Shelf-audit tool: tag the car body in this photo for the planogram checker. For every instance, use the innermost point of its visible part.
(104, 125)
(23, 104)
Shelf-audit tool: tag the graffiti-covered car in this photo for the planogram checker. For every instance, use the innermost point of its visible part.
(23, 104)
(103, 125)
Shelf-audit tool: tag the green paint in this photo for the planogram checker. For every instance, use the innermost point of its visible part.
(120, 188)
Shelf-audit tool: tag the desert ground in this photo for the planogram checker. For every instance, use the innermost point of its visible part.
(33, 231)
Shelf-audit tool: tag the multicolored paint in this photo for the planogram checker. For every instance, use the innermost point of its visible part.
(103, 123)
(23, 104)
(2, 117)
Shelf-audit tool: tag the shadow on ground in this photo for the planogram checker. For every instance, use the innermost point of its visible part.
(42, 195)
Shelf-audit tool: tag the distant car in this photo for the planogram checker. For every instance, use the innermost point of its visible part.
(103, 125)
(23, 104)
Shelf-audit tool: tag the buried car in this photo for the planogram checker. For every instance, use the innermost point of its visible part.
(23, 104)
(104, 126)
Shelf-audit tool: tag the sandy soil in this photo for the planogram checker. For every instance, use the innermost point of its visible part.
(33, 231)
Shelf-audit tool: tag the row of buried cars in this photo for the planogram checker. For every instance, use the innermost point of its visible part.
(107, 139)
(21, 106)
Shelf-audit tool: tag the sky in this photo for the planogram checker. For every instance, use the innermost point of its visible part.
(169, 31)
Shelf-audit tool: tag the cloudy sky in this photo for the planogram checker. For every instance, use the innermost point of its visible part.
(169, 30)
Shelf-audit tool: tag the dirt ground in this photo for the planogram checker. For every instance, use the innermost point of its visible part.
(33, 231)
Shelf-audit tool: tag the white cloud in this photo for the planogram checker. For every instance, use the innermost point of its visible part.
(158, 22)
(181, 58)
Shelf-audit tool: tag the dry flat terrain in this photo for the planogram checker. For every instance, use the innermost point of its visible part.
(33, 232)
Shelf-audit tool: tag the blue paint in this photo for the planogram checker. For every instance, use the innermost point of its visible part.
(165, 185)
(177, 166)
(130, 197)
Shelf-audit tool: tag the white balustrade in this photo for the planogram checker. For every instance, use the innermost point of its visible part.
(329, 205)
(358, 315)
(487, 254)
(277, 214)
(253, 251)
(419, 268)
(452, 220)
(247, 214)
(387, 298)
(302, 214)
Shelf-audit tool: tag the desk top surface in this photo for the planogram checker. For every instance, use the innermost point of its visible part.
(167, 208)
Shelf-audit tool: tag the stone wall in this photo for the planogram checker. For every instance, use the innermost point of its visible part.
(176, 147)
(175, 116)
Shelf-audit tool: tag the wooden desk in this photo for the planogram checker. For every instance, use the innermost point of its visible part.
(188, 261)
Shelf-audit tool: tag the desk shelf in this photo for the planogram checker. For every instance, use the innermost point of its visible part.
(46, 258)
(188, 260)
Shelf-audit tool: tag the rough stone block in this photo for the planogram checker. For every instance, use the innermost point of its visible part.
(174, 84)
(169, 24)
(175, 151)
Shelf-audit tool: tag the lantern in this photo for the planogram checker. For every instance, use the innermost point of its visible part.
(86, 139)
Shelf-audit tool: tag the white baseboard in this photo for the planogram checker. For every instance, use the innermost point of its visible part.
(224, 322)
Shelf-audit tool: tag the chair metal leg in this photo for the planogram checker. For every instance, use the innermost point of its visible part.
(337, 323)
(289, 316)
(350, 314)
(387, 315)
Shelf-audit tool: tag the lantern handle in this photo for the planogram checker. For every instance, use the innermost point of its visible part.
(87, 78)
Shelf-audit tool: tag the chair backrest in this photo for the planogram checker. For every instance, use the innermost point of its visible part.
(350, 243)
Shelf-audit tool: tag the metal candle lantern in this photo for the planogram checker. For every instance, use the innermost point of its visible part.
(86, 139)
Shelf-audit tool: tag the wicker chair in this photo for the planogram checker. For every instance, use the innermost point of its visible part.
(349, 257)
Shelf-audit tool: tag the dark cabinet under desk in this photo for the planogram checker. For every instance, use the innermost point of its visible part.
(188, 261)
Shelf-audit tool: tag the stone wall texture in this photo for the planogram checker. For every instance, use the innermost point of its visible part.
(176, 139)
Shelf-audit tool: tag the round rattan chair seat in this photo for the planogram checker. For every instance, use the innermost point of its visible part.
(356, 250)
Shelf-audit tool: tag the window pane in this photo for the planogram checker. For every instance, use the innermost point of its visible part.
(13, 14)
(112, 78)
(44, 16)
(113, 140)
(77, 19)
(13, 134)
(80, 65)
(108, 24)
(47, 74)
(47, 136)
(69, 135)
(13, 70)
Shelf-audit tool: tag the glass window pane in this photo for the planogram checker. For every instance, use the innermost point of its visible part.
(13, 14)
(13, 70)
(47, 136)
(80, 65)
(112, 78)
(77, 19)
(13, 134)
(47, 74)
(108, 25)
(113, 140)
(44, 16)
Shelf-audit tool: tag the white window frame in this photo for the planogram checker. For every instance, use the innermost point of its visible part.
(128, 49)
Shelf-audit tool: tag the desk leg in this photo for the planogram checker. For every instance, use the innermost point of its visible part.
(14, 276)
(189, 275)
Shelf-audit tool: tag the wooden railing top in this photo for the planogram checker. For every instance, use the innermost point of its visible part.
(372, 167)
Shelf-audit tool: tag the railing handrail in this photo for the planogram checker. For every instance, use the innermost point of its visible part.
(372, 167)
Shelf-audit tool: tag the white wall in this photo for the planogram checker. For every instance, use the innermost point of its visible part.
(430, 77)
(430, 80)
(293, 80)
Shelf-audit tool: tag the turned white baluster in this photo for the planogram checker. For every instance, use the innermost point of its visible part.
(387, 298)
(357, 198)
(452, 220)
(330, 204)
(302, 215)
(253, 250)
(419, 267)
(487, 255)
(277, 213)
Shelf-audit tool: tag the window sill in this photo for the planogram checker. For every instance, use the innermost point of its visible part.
■ ■ ■ ■ ■
Please return all of the records above line for line, without changing a single character.

Reply >>
Shelf-audit tool: tag the car body in this photo for the planogram checker. For every instance, use the innermost point of its visible part.
(104, 125)
(23, 104)
Shelf-audit tool: tag the graffiti-covered car in this photo for the planogram checker. For every instance, use the innermost point of its visible part.
(23, 104)
(103, 125)
Shelf-audit tool: tag the green paint in this photo for the planogram checker. For every instance, use the innermost point of its visible part.
(120, 188)
Shelf-audit tool: tag the desert ground in this photo for the planogram checker. For every instance, use the innermost point of its visible part.
(33, 231)
Shelf-audit tool: tag the multicolored paint in this photo for the planogram checker. For every instance, use the innermost point of its visible part.
(103, 123)
(23, 104)
(2, 117)
Shelf-audit tool: tag the shadow on ground in this photo for the planogram checker. For every instance, use the innermost point of its visible part.
(42, 195)
Shelf-audit tool: tag the distant car in this photo for the planogram checker. For every instance, use the innermost point of its visible part.
(103, 125)
(23, 104)
Shelf-audit tool: tag the buried car in this photo for the planogram checker. For every instance, use the innermost point of its visible part.
(23, 104)
(104, 126)
Shelf-audit tool: tag the sandy soil in this photo for the planogram checker. For every instance, use the innermost point of its visible part.
(33, 231)
Shelf-audit tool: tag the row of buried cars in this photo for the planogram checker. For every instance, use the innermost point of its visible part.
(107, 139)
(21, 106)
Shelf-audit tool: tag the sky in this photo for the planogram checker. For every instance, use the innermost point of its visible part.
(169, 31)
Shelf-audit tool: tag the cloudy sky in this photo for the planogram checker. For every instance, use the innermost point of its visible part.
(169, 30)
Shelf-audit tool: tag the dirt ground in this photo for the planogram checker. For every instance, use the innermost point of its visible part.
(33, 231)
Shelf-audit tool: tag the white cloud in this photo for the planogram checker. For every instance, use the innermost point of its visible part.
(158, 22)
(181, 58)
Shelf-audit tool: tag the dry flat terrain in this photo for the planogram checker. For every instance, use the innermost point of its visible part.
(33, 232)
Shelf-audit tool: tag the blue paint in this photo for the planogram checker. For every instance, use the innermost point of its visible part.
(165, 185)
(177, 166)
(130, 197)
Shelf-audit tool: tag the white balustrade in this photo for the planogram checker. For every instance, use the innermost point of its visible part.
(329, 205)
(358, 315)
(487, 254)
(277, 214)
(253, 251)
(419, 268)
(452, 220)
(247, 214)
(387, 298)
(302, 214)
Shelf-audit tool: tag the desk top surface in this photo for the planogram checker. For every instance, use the innermost point of its visible part.
(167, 208)
Shelf-audit tool: tag the stone wall in this photo for the planogram checker. For every instance, use the innermost point of its visible part.
(176, 147)
(175, 116)
Shelf-audit tool: tag the wooden desk in this photo for the planogram checker. For every instance, use the innermost point of its visible part.
(188, 261)
Shelf-audit tool: tag the desk shelf in this photo for the planogram checker. For every instance, use the innermost point of its visible part.
(46, 258)
(188, 260)
Shelf-audit tool: tag the rough stone block in this photo for the planogram checker. For every instance, use the innermost point of its visible part.
(174, 84)
(169, 24)
(175, 151)
Shelf-audit tool: tag the lantern in this photo for the planogram checker. For every instance, use the innermost point of its visible part.
(86, 139)
Shelf-audit tool: tag the white baseboard in this photo for the planogram checker. For every instance, use the innermost point of its visible part.
(224, 322)
Shelf-audit tool: tag the chair metal leg in this photo for the planogram checker. For every instance, use the innermost point of its visible part.
(337, 323)
(289, 316)
(350, 314)
(387, 315)
Shelf-audit tool: tag the lantern handle in this photo for the planogram checker. For every instance, use the innermost point of its visible part.
(87, 78)
Shelf-audit tool: tag the chair backrest in this photo for the planogram checker. For every instance, use the innermost point of its visible part.
(350, 243)
Shelf-audit tool: tag the metal candle lantern in this photo for the planogram checker. For every instance, use the innermost point of its visible part.
(86, 139)
Shelf-audit tool: tag the wicker chair in this photo for the planogram checker. For every instance, use the innermost point of its visible part.
(349, 257)
Shelf-audit tool: tag the dark cabinet under desk in this photo for the planogram checker. For every instance, use the innermost point of its visible part.
(188, 261)
Shelf-audit tool: tag the stone wall texture in this photo for the planogram checker. For every instance, use the innermost point of its visible part.
(176, 139)
Shelf-audit tool: tag the round rattan chair seat in this photo for the planogram checker. For every instance, use the innermost point of its visible part.
(356, 250)
Shelf-audit tool: tag the window pane in this photo for the planogram checker. For every instance, use the innermost point of its visible part.
(13, 14)
(112, 78)
(44, 16)
(113, 140)
(77, 19)
(13, 134)
(80, 65)
(108, 24)
(47, 74)
(47, 136)
(69, 135)
(13, 70)
Shelf-audit tool: tag the glass window pane in this photo for the planogram checker. For every instance, use the innermost point of its visible part.
(13, 14)
(13, 70)
(47, 136)
(80, 65)
(112, 78)
(77, 19)
(13, 134)
(47, 74)
(108, 25)
(113, 140)
(44, 16)
Shelf-audit tool: tag the white window frame in this photo for the planogram checker. For every instance, use the innermost point of its visible part.
(128, 49)
Shelf-audit tool: tag the desk leg in this photo for the planogram checker. For every instance, use the innermost point of its visible part.
(14, 276)
(189, 275)
Shelf-audit tool: tag the wooden railing top in this photo for the planogram checker. For every instance, use the innermost point of its visible part.
(372, 167)
Shelf-audit tool: tag the railing handrail in this photo for the planogram checker. For every instance, use the innermost point of its visible part.
(372, 167)
Shelf-audit tool: tag the white wall in this photo for the planogram checker. For every instance, use the innermost point of its visible part.
(430, 77)
(430, 80)
(293, 80)
Shelf-audit tool: tag the turned white baluster in this photo for the planogram checker. For every instance, use the innermost point of its visible part.
(387, 298)
(357, 198)
(452, 220)
(330, 204)
(302, 215)
(253, 250)
(419, 267)
(487, 255)
(277, 213)
Shelf-audit tool: tag the window sill in this photo for the planogram checker. For every instance, use the innermost point of its visible part.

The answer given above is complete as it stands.